GIVEN TEXT:
There are also many physical realities over which you have no control and which can also cause you to experience outcomes you don’t want: the sun, gravity, cosmic rays, weather, the seasons, earthquakes, volcanoes, etc, etc, plus the fact that you’ll die without food, air, water, shelter, a certain temperature range . . . and so forth.
And, finally, even when you get what you want it doesn’t last. Everything in this universe eventually falls apart, goes away, or ends.
All of these conditions create suffering for human beings.
The Hindu view is that if you do certain spiritual practices you have a CHANCE, at least, of attaining moksha (spiritual liberation) – what most Westerners refer to this as “being enlightened” – in other words, having a constant experience of the transcendent (or, as you’ve put it, of God).
Hindus believe that this provides an escape from the suffering inherent in the human condition. Zen, however, has a bit of a different take on this subject. Tozan, a famous Zen master, describes five stages of awakening (The Five Ranks of Tozan). The constant experience of the transcendence (what Hindus call enlightenment) is the third stage, with two more to follow. The fourth stage involves “a fall from grace”, where the seeker realizes that the transcendent, as beautiful as that experience is, is not an escape from the human condition, though at first it seems to be. In fact, in this stage the seeker feels as if he has been thrown out of the transcendent by the very causes of suffering he thought he’d escaped. This is followed (hopefully, with a lot of further spiritual work) by a fifth stage in which the transcendent and relative worlds are integrated – which is quite different than thinking you’ve escaped from the problems of the human condition.

GIVEN INSTRUCTION A: Identify every line in the rows below that contains the string "leaf", and copy each of those lines.

ITEMS:
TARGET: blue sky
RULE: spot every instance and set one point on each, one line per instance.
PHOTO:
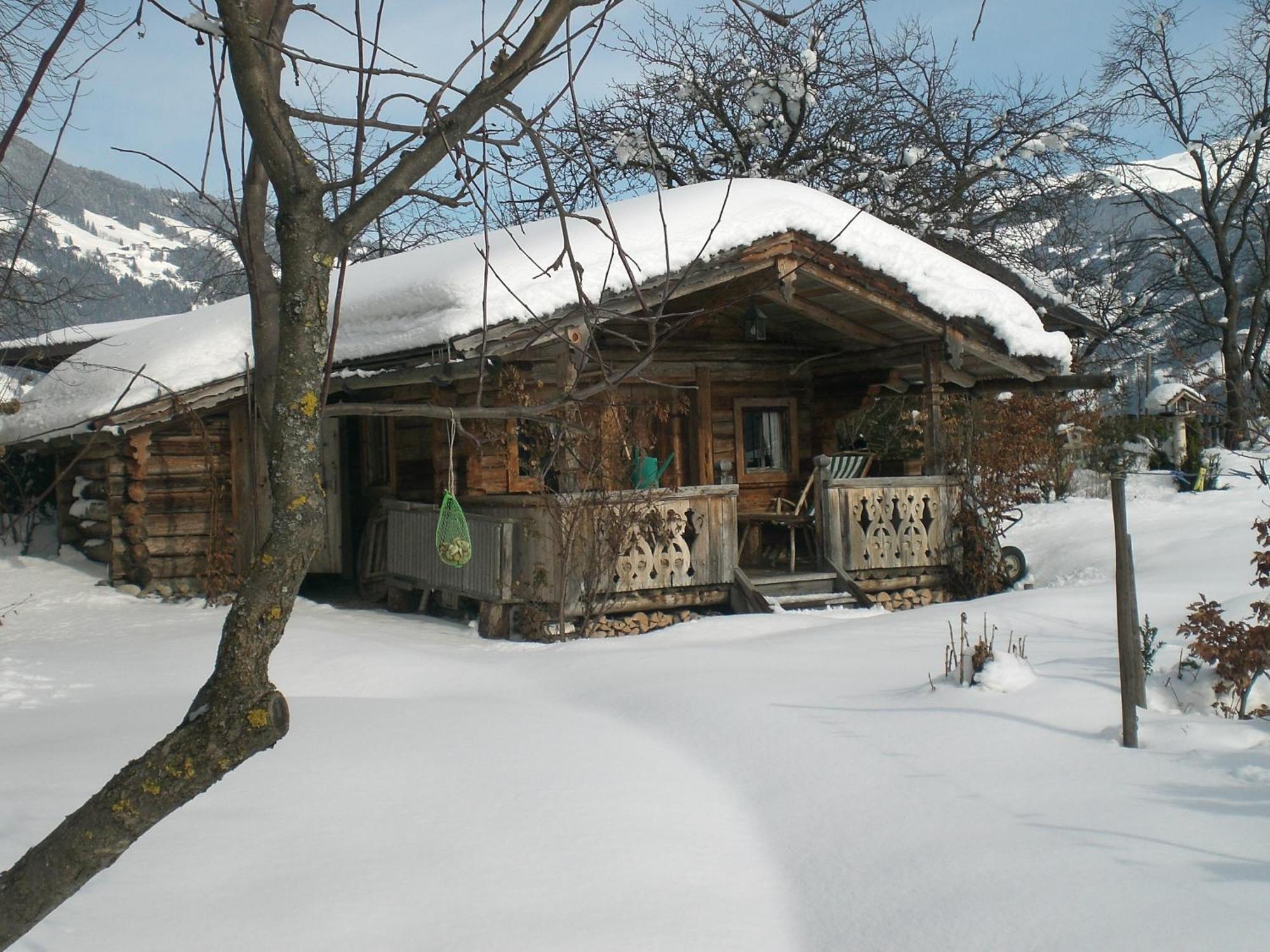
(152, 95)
---
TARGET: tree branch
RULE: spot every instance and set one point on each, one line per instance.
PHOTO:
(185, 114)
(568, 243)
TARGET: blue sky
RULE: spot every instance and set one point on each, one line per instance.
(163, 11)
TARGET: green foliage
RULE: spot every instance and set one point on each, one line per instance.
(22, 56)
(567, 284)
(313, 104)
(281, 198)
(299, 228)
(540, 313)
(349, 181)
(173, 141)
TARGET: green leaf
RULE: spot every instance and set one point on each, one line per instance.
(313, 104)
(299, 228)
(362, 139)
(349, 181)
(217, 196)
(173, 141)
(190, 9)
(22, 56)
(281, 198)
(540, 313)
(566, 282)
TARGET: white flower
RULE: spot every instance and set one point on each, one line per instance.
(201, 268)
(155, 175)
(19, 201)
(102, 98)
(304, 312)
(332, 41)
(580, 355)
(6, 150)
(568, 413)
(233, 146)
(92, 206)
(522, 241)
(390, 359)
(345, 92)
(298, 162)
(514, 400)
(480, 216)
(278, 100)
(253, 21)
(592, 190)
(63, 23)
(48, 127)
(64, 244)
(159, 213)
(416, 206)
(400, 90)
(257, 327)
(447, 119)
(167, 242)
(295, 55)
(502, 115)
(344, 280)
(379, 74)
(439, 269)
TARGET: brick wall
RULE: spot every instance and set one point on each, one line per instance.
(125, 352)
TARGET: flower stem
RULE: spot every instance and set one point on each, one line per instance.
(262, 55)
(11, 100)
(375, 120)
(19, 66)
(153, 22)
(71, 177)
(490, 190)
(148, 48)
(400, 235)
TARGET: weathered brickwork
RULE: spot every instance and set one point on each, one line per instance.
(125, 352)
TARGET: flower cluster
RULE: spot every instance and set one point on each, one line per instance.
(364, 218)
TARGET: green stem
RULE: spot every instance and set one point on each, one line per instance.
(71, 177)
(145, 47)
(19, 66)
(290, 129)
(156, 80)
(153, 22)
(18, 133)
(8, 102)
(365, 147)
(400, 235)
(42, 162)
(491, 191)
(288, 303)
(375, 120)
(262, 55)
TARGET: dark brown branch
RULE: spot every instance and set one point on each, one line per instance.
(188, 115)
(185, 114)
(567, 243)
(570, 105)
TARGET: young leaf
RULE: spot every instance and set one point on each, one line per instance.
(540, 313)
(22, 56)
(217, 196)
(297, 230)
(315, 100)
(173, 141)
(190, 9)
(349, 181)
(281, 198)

GIVEN INSTRUCTION B: In the passage on suffering and awakening, which of Tozan's five stages is the constant experience of the transcendence?

EXERCISE ANSWER A:
TARGET: green leaf
TARGET: young leaf

EXERCISE ANSWER B: The third stage.